> DIRECTIONS: Quote the records that follow in full, leaving the pictures out.
══ DATA SHOWN
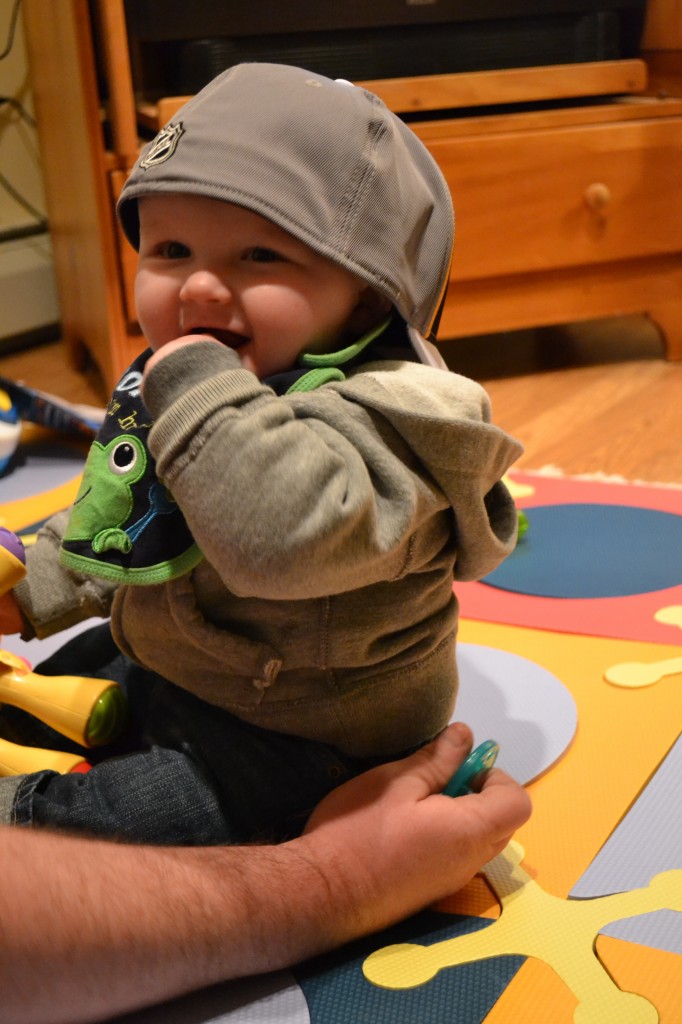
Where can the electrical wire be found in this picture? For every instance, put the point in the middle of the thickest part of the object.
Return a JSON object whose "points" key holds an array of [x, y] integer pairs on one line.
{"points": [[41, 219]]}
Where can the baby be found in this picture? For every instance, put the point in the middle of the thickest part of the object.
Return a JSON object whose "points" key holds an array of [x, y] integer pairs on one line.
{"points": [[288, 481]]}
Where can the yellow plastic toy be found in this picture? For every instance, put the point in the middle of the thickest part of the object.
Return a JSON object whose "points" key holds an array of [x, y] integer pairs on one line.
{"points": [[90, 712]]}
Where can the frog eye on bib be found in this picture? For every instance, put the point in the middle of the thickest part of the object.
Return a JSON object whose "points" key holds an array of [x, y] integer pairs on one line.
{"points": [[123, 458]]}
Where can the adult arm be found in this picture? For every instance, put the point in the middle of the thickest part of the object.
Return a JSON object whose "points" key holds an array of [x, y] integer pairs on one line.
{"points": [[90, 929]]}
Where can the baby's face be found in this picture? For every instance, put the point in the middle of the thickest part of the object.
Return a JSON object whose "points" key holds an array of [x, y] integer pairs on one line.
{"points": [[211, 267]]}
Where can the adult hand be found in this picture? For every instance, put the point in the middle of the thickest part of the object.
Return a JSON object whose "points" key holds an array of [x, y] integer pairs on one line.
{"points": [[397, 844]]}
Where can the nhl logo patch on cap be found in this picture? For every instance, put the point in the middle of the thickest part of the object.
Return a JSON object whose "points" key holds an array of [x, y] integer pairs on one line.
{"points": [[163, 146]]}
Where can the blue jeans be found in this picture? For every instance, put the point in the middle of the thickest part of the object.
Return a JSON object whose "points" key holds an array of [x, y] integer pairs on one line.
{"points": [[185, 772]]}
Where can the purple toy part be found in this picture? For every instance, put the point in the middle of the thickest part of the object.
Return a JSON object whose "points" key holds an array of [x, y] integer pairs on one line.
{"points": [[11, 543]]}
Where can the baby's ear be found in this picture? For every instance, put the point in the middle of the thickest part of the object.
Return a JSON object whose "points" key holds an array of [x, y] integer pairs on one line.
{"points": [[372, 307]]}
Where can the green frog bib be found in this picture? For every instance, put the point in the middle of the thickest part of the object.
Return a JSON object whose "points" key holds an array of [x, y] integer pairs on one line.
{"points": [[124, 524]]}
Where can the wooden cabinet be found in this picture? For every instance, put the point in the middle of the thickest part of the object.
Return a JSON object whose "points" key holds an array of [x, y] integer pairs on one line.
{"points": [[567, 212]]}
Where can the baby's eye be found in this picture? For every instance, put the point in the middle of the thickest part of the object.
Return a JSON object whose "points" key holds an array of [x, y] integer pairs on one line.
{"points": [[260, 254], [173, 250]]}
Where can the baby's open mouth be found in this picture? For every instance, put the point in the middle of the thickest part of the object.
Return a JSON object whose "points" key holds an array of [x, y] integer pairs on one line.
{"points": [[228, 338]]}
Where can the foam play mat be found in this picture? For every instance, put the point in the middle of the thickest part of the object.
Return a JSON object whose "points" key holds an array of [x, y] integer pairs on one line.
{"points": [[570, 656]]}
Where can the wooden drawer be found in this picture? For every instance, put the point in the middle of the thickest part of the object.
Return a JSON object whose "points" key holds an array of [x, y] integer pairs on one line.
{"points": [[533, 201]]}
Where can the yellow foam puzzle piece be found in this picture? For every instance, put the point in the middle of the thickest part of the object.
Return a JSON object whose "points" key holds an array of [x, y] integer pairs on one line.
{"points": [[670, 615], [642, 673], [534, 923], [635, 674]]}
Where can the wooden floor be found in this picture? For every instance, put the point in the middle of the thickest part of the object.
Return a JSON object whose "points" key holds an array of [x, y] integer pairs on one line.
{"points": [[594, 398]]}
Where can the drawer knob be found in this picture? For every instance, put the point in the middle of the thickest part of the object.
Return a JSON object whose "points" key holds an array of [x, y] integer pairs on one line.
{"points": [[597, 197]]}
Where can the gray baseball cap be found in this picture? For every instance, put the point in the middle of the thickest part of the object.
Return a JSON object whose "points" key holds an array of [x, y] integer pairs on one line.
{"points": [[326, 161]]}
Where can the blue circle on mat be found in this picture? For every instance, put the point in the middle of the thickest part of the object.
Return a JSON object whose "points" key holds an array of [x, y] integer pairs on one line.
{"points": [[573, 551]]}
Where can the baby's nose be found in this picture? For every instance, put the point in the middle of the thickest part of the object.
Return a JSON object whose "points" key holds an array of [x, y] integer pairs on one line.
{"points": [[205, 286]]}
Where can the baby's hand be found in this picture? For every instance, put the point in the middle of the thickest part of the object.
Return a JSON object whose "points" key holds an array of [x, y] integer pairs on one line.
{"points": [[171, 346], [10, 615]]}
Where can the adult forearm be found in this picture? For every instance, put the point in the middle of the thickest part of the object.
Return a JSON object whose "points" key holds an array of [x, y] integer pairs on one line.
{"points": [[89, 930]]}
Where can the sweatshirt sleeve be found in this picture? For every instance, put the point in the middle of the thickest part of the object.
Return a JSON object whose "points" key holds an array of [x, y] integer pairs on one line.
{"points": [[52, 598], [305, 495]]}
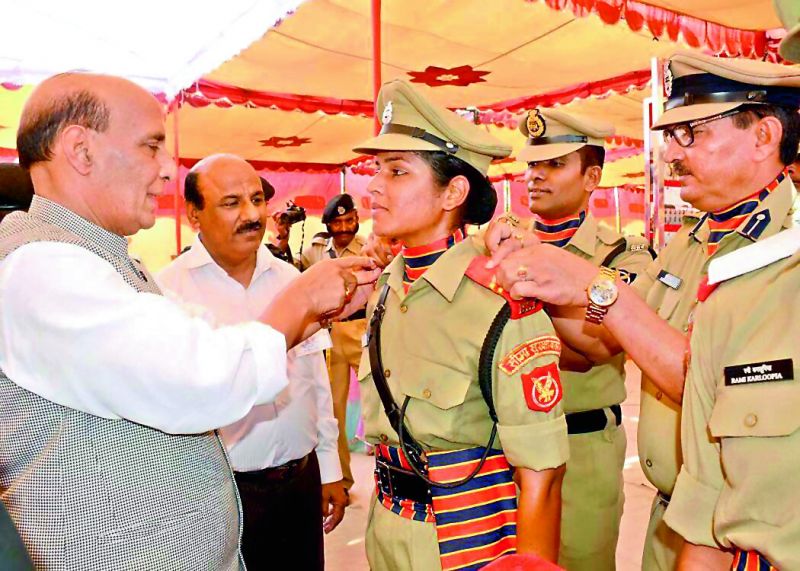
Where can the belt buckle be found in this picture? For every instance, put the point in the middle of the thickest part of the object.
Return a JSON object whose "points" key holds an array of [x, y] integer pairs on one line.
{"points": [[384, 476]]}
════
> FINISHED EXERCISE:
Where can the electrical wire be found in this picture? For every instance, put the point in the middle of the thickest part of the object.
Return a JSON object whose "points" key holds an array of [x, y] integer pairs on one line.
{"points": [[41, 219]]}
Where can the baby be found in this picture? For every instance, put the point in the middle of the thickest part of the object.
Return a JSON object whose "points" key holds an array of [x, y] integer pairs on one line.
{"points": [[288, 481]]}
Where can the yellow plastic toy be found in this picture? For every instance, put the point in the middle of the thickest part of the object.
Return a JSON object whose "points" key holds an array of [x, y] integer pairs on one line.
{"points": [[90, 712]]}
Where can the frog eye on bib be found in this picture? For every instance, put the point in the middle of the thickest part of the object.
Return a JSON object whose "points" key holds an array of [x, y] integer pairs on one line.
{"points": [[123, 458]]}
Where can the adult arm be found in this picture? For every instance, put the point in the middle of the thickest part of the object.
Return a JSON object whose "points" key holds an array of [x, y] integer pairs on one line.
{"points": [[90, 929]]}
Where can the baby's face be found in this picture? For every instance, put the point in the middle of the thickest part of the object.
Return a JSON object whose "points" key holds an array of [x, y] integer pairs on one line.
{"points": [[211, 267]]}
Where can the adult hand be found in this picture? For every instance, put the point in the middle of the thickest part of the object.
Return a JSON object whose "points" key holds an array of [x, y] integer pairs on one line.
{"points": [[397, 844]]}
Where can the nhl logo patch on cap be found in this picture? For every instance, put the point in the middle of the thickest part of the object.
Return a JSON object whose "points" key holds an array of [x, y] integer pairs on one line.
{"points": [[163, 146]]}
Where can the blue jeans be found in this picture? For every instance, put the point in the middle of the thickest part of the object.
Return a JSON object whose "points" key holds an array of [x, y] integer pairs on one line.
{"points": [[185, 772]]}
Where can the purple toy part be found in this picture? For every instance, put the point in the middle of the thickest part of the object.
Return a JSON object whose "points" key holds an array of [x, y] integer pairs on one line.
{"points": [[11, 543]]}
Where can the baby's ear be found in this picture? For every instance, put the point in the middle of the thickest part of the object.
Return a JSON object whose "points" key holds an array of [x, y] integer pairs on one line.
{"points": [[372, 307]]}
Where can the green frog bib be found in this picture? For every instance, put the point in the middle of the thickest part of the object.
Return a JSON object whose "points" key holds an array of [x, y] integer pairs on one line.
{"points": [[124, 524]]}
Where can the wooden cabinet be found in this picture? For every instance, put the point in the middle of the thickest part of the object.
Return a JSON object whose "points" key holds an array of [x, y] integer pairs on one line.
{"points": [[567, 212]]}
Where can the baby's eye be found in this picture? For every instance, put the point in the middle of the thickest part of the object.
Return a JSON object whose "points" key holds an array of [x, y] integer pairs on one line.
{"points": [[260, 254], [173, 250]]}
Where can the baby's open mouth be found in this picture? For every instance, put the point in the middle of the thickest part of the object.
Return a JSON object whose "points" key holds an array of [x, y] integer pairs on one line.
{"points": [[228, 338]]}
Where can the foam play mat be found in this picture? For every instance, put the point in the middle of the thickest part of the object.
Return a JSON object whose "points" key holds an array of [x, y] integer pairs on one line.
{"points": [[570, 656]]}
Where can the wooden drawer be found in this picture? For every instance, put the point in the middle of the thickest part of the object.
Return a JSON object whose "points" key holds an array of [x, y] integer pairs on one line.
{"points": [[533, 201]]}
Where can the yellow foam puzzle piece be found in this picture? For every instance, put the point in the middle of the thickest part of the object.
Return a JSON object whose "points" key holds an array of [x, y] integer pairs on one line.
{"points": [[670, 615], [642, 673], [534, 923], [635, 674]]}
Where can the wooden floor be found in this picture? For every instance, put the point in the middle of the thickest part of the object.
Return a JSON object whose "points" key holds an array of [x, y] integer pairs on one line.
{"points": [[594, 398]]}
Where can the drawer knob be found in this picture? For every instance, put the point in the middle of the thickest part of the object.
Return a JSON object whose "points" key holds an array of [x, y] integer pairs on one line.
{"points": [[597, 197]]}
Where can the gray baseball cap be found in this picture? For every instance, put the point in the middle of the thickest part of the object.
Return a JSON object whose "points" key holds an array of [x, y] integer pairs on one line.
{"points": [[326, 161]]}
Where can the blue circle on mat be found in this picture? For every instance, put the point in the middle of the thickest part of the object.
Return a JSON object whose "points" key holds an array of [x, y] integer pairs on one line.
{"points": [[573, 551]]}
Where can the baby's nose be found in this picture? For every instance, put the point in the middle of the thickest part of the object.
Return a JSON object whose "points" key holds an array of [x, y] integer pairs on one line.
{"points": [[205, 286]]}
Where can the baby's hand be found in this picture? For every instance, put the point in the middle of the thickest part of the object.
Return a JSON object whose "points" key holds an array of [x, y] integer pairs on one line.
{"points": [[171, 346], [10, 615]]}
Where can the adult forearm be found in this picture? For every instance, put the point in the middle of the thickest part of the object.
Return a JSON object whose "points" key holds an array of [x, y] integer pairs on one line.
{"points": [[89, 930]]}
Where can the sweatshirt sleeve be found in this picture? For every instance, put the point in the middle of the thickest part of the object.
Return a JSON object whose "points" key holds an array of [x, y] integer pairs on one line.
{"points": [[52, 598], [305, 495]]}
Where can the belt buckle be found in this picture? For every instance, put the point in the middle of the thickest part of the object.
Return a JSON object whose "points" key holds an array of [x, y] integer pairs on one line.
{"points": [[384, 476]]}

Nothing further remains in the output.